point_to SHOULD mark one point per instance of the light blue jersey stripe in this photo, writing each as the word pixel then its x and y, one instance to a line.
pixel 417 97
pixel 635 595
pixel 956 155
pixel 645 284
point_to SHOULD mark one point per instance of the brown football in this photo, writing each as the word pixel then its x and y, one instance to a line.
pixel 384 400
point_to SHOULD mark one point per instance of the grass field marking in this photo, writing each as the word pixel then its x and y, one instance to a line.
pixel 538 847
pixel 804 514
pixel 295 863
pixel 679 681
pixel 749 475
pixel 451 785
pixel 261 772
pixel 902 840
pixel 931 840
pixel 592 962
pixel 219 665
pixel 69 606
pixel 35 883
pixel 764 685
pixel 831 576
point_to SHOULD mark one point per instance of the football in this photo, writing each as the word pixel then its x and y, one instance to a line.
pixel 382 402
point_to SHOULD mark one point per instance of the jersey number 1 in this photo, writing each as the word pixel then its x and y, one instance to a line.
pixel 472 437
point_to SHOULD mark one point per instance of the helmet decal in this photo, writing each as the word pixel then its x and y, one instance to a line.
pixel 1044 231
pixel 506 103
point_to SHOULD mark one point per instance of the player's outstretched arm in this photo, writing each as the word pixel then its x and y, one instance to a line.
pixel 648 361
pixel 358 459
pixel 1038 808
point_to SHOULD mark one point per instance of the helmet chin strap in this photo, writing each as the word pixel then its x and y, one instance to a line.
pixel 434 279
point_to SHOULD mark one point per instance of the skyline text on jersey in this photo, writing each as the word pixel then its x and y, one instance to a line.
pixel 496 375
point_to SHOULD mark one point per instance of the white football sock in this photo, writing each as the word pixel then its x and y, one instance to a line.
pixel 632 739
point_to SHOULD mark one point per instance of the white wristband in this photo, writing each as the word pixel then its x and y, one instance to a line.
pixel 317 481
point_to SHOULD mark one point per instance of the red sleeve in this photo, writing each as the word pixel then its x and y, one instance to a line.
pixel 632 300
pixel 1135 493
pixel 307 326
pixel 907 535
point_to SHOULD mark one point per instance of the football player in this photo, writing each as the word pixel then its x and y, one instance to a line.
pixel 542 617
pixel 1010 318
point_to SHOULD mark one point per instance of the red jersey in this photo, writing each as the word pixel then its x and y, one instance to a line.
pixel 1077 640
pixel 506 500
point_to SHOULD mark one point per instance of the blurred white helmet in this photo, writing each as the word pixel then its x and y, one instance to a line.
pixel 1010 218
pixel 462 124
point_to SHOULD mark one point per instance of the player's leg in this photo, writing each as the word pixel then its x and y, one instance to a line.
--------------------------------------------------
Work order:
Please repeat the data in full so that nothing differs from the original.

Written solution:
point_to SHOULD mark one point per instance of the light blue jersey stripe in this photo, writing each as the word pixel then its x and y, one instance to a line.
pixel 417 97
pixel 635 595
pixel 956 155
pixel 645 284
point_to SHOULD mark one point per instance of the brown football in this photo, writing each as the word pixel then its x and y, one instance to a line.
pixel 384 400
point_to SHOULD mark one point per instance of the grass field marking in this photo, writing each as the word pixel then its x and y, one instance to a line.
pixel 538 847
pixel 804 514
pixel 295 863
pixel 679 681
pixel 749 475
pixel 451 785
pixel 261 772
pixel 902 840
pixel 931 840
pixel 592 962
pixel 219 665
pixel 69 606
pixel 35 883
pixel 764 685
pixel 831 576
point_to SHOULD mark one point per instance of the football in this photo, writing each as the word pixel then its x and y, one instance to a line.
pixel 382 402
point_to SHOULD mark one point per instance of the jersey number 1 in this photo, writing each as the word pixel then its x and y, one instance to a line.
pixel 472 437
point_to SHOULD mark one point per instance of the helmet decal in this photo, writing each as the word pixel then its x and y, one instance to a line.
pixel 1044 231
pixel 506 103
point_to SHOULD mark one point per instance of the player's outstretched arm in this photo, writing each as the word pixel then its x and y, one instance to a line.
pixel 648 361
pixel 358 459
pixel 1038 808
point_to SHOULD mark one point per instance of the helmet chin strap in this photo, writing each as the word pixel then its x and y, one instance to a line.
pixel 434 279
point_to SHOULD mark one point per instance of the skyline text on jersey in this photo, writing each as the word pixel then its x and y, one instance to a line.
pixel 496 375
point_to SHOULD mark one point per instance of the white football sock in this photo, writing each as the word pixel then its x and y, one instance to a line.
pixel 632 739
point_to SHOULD mark one point per instance of the white wristband in this photo, writing each as the word pixel then its x and y, one instance to a line.
pixel 317 481
point_to SHOULD mark one point per instance of the red sleeve in this photo, writing each as the word pixel then its x and y, one instance to a line.
pixel 632 300
pixel 1135 493
pixel 307 326
pixel 907 535
point_to SHOULD mark one point per instance of the football player in this photo, writing each as the word pixel then its x and y, one instance to a line.
pixel 542 617
pixel 1010 318
point_to SHOULD mark one point per instance of the red jersey in this photo, writing each as the word pixel then its x and y, one instance to a line.
pixel 1077 640
pixel 506 500
point_to SHOULD mark one point per instance of the blurred white helmet in this photo, writing each as the word pixel then its x and y, one instance to a line.
pixel 1010 218
pixel 462 124
point_to SHOULD mark one point per instance of the player's leg in this photo, writing each as the word pixel then its x and y, one instance to a line.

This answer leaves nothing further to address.